■ 给定文本 ■

╭──

全网都是矩阵快速幂,我只会倍增DP
其实这题与 AcWing 345. 牛站 还是比较像的,那题可以矩阵快速幂 / 倍增,这题也行。
先 $Floyd$ 预处理两点之间不用魔法最短距离 $d_{i, j}$ 复杂度 $O(n^3)$
然后预处理两点之间至多用一个魔法的最短距离 $w_{i, j}$,初始为 $w_{i, j} = d_{i, j}$,枚举 $i, j$ 和一条边 $(u, v, t)$ $w_{i, j} = \min(d[i][u] - t + d[v][j])$,复杂度 $O(n^2m)$
然后把 $w$ 数组当做邻接矩阵的新图,所以问题变成了走恰好 $k$ 条边的最短路(可以理解多走不会变差,因为满足 $w_{i, i} <= 0$),这个问题就是 AcWing 345. 牛站 ,具体做法看 AcWing 345. 牛站的倍增 DP 思路,复杂度 $O(n^3 \log K)$
注意细节,走 $0$ 条边的最短路是 $d_{1, n}$,注意 $f$ 的初始值。
#include <iostream>
#include <cstdio>
#include <cmath>
#include <cstring>
using namespace std;
typedef long long LL;
const int N = 105, M = 2505, L = 20;
const LL INF = 1e18;
int n, m, K, l;
LL d[N][N], w[N][N], g[L][N][N], f[N], t[N];
struct E{
int u, v, w;
} e[M];
int main() {
memset(g, 0x3f, sizeof g);
scanf("%d%d%d", &n, &m, &K);
l = log2(K);
for (int i = 1; i <= n; i++)

╰──

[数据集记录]
╭──

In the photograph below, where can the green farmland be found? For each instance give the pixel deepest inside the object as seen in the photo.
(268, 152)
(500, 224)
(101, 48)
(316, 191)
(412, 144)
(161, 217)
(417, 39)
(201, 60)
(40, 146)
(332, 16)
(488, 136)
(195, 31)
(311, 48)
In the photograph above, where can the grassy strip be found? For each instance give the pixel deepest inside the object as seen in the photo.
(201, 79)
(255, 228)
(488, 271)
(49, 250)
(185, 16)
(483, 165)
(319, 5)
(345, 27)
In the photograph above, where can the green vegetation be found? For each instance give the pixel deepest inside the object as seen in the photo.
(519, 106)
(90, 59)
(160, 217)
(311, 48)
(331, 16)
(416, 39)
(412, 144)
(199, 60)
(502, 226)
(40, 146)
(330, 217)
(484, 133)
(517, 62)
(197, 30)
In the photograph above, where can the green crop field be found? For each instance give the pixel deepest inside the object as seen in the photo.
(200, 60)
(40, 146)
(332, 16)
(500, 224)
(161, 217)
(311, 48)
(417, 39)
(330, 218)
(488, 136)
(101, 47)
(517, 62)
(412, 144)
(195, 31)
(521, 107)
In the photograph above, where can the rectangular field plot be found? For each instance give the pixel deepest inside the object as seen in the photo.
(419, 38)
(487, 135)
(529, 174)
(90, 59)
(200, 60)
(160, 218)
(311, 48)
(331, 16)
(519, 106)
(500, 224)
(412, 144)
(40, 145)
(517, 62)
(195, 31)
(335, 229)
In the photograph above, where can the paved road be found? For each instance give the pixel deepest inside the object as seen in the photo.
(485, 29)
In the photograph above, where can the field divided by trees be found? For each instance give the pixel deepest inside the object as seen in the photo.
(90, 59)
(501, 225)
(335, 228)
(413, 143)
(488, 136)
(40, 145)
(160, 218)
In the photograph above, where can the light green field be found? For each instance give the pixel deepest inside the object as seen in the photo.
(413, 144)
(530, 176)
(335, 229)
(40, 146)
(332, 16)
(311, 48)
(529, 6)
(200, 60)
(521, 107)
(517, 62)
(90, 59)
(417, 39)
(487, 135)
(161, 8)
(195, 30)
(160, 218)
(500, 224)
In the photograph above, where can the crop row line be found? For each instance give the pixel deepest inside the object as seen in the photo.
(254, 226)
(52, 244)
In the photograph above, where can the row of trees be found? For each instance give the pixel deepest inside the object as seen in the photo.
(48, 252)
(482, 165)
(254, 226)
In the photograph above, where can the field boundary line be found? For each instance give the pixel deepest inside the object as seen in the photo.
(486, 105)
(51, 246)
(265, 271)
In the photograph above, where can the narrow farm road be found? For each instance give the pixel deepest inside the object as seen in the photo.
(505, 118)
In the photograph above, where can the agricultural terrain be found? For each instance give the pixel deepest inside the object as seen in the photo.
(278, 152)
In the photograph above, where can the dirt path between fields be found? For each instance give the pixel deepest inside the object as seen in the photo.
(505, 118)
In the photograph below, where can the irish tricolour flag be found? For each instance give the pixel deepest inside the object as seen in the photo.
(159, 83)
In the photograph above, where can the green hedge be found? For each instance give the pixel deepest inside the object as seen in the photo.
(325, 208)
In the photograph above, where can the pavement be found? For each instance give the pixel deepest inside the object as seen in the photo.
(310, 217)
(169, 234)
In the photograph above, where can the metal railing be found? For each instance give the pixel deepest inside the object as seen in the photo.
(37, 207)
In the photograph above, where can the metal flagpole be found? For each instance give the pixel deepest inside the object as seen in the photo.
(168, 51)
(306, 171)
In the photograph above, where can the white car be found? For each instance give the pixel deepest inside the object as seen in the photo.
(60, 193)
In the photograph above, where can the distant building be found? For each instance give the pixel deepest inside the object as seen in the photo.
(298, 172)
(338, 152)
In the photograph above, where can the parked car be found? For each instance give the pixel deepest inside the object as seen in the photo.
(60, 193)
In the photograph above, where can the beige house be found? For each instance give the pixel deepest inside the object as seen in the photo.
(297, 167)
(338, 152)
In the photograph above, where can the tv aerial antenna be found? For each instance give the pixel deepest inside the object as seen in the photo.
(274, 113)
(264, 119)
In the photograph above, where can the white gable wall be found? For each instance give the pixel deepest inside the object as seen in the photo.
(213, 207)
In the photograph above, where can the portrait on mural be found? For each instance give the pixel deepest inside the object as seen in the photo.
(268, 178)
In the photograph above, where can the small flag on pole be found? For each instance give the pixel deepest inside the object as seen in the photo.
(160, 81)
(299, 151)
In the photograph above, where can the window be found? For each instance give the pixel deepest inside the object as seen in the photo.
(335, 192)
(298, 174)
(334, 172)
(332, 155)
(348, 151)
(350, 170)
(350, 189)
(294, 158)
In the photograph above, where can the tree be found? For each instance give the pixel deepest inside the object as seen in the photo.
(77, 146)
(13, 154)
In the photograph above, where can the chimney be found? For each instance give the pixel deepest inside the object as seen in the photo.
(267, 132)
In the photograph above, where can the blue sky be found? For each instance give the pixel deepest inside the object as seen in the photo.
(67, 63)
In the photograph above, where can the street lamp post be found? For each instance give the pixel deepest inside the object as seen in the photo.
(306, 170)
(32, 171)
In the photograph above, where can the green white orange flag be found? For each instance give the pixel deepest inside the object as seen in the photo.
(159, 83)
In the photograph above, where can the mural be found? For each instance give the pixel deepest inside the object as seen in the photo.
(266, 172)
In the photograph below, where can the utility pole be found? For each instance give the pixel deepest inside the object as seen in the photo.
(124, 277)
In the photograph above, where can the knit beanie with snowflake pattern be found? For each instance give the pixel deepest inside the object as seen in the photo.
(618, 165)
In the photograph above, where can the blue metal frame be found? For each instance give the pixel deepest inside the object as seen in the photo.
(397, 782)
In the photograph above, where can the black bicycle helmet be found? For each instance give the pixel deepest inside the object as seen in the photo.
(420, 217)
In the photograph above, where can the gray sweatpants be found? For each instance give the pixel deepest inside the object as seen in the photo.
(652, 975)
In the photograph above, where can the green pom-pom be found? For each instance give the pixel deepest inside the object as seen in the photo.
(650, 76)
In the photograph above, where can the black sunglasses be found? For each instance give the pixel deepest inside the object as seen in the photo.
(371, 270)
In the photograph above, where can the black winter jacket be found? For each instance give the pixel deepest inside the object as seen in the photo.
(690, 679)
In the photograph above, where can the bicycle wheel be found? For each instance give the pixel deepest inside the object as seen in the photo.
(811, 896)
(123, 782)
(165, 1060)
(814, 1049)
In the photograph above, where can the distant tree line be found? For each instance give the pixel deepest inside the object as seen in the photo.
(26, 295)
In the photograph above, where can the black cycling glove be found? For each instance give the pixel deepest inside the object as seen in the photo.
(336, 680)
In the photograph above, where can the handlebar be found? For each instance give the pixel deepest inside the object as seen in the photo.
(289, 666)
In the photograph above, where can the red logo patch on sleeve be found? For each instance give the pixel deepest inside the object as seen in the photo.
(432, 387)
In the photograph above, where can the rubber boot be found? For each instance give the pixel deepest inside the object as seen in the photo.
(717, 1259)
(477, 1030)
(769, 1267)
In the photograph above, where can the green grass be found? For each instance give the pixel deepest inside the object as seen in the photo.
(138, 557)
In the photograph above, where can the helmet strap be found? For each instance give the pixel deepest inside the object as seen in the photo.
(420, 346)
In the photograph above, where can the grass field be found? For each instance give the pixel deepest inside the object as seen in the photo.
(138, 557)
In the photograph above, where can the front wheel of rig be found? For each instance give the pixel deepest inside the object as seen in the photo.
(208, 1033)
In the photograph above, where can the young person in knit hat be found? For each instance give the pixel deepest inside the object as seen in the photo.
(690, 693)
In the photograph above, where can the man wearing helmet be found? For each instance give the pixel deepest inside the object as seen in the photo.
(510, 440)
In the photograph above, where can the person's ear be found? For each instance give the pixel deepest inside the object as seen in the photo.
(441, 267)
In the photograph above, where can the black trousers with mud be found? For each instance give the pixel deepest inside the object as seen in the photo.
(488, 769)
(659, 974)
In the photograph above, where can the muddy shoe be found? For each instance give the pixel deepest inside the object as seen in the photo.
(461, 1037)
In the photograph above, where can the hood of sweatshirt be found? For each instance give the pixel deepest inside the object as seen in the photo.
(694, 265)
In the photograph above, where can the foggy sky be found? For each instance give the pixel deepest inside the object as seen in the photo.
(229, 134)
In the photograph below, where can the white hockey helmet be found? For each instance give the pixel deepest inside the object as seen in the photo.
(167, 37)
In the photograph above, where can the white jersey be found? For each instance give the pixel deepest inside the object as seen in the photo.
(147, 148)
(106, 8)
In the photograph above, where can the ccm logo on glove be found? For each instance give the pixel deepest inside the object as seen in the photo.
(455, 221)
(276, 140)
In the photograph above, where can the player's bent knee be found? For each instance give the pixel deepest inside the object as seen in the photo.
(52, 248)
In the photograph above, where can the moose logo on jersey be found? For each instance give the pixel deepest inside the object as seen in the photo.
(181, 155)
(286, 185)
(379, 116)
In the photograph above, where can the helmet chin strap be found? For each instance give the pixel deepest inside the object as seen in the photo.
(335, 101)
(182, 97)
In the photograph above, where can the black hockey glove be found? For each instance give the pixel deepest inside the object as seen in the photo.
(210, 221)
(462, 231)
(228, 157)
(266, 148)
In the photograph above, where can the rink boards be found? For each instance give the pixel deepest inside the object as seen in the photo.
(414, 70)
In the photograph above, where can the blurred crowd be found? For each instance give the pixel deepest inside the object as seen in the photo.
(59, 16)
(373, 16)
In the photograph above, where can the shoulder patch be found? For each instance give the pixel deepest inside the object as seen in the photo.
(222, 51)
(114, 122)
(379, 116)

╰──

■ 给定题目 1 ■
将数据集记录中从包含“In the photograph above, where can the black hockey”的那一行起、直到记录结尾的各行逐字重新输入一遍,首尾两行均包括在内。
■ 给定题目 2 ■
接着这篇用倍增 DP 求恰好走 K 条边最短路的题解,从其最后一行之后继续往下写。
上面的文本与数据集记录是彼此无关的两份材料。

■ 任务作答 1 ■
In the photograph above, where can the black hockey glove be found? For each instance give the pixel deepest inside the object as seen in the photo.
(210, 221)
(462, 231)
(228, 157)
(266, 148)
In the photograph above, where can the rink boards be found? For each instance give the pixel deepest inside the object as seen in the photo.
(414, 70)
In the photograph above, where can the blurred crowd be found? For each instance give the pixel deepest inside the object as seen in the photo.
(59, 16)
(373, 16)
In the photograph above, where can the shoulder patch be found? For each instance give the pixel deepest inside the object as seen in the photo.
(222, 51)
(114, 122)
(379, 116)

■ 任务作答 2 ■
for (int j = 1; j <= n; j++) if (i != j) d[i][j] = INF;
for (int i = 1; i <= m; i++) {
scanf("%d%d%d", &e[i].u, &e[i].v, &e[i].w);
d[e[i].u][e[i].v] = min(d[e[i].u][e[i].v], (LL)e[i].w);
}
for (int k = 1; k <= n; k++)
for (int i = 1; i <= n; i++)
for (int j = 1; j <= n; j++) d[i][j] = min(d[i][j], d[i][k] + d[k][j]);
for (int i = 1; i <= n; i++) {
for (int j = 1; j <= n; j++) {
w[i][j] = d[i][j];
for (int k = 1; k <= m; k++)
w[i][j] = min(w[i][j], d[i][e[k].u] - e[k].w + d[e[k].v][j]);
g[0][i][j] = w[i][j];
}
}
for (int c = 1; c <= l; c++)
for (int i = 1; i <= n; i++)
for (int j = 1; j <= n; j++)
for (int k = 1; k <= n; k++)
g[c][i][j] = min(g[c][i][j], g[c - 1][i][k] + g[c - 1][k][j]);
for (int i = 1; i <= n; i++) f[i] = d[1][i];
for (int c = 0; c <= l; c++) {
if (K >> c & 1) {
for (int i = 1; i <= n; i++) t[i] = f[i];
memset(f, 0x3f, sizeof f);
for (int i = 1; i <= n; i++)
for (int j = 1; j <= n; j++) f[i] = min(f[i], t[j] + g[c][j][i]);
}
}
printf("%lld\n", f[n]);
return 0;
}
这两个玩意本质上没啥区别把
是吧
但是矩阵快速幂的角度上我不太能理解结合律(因为我学历有限)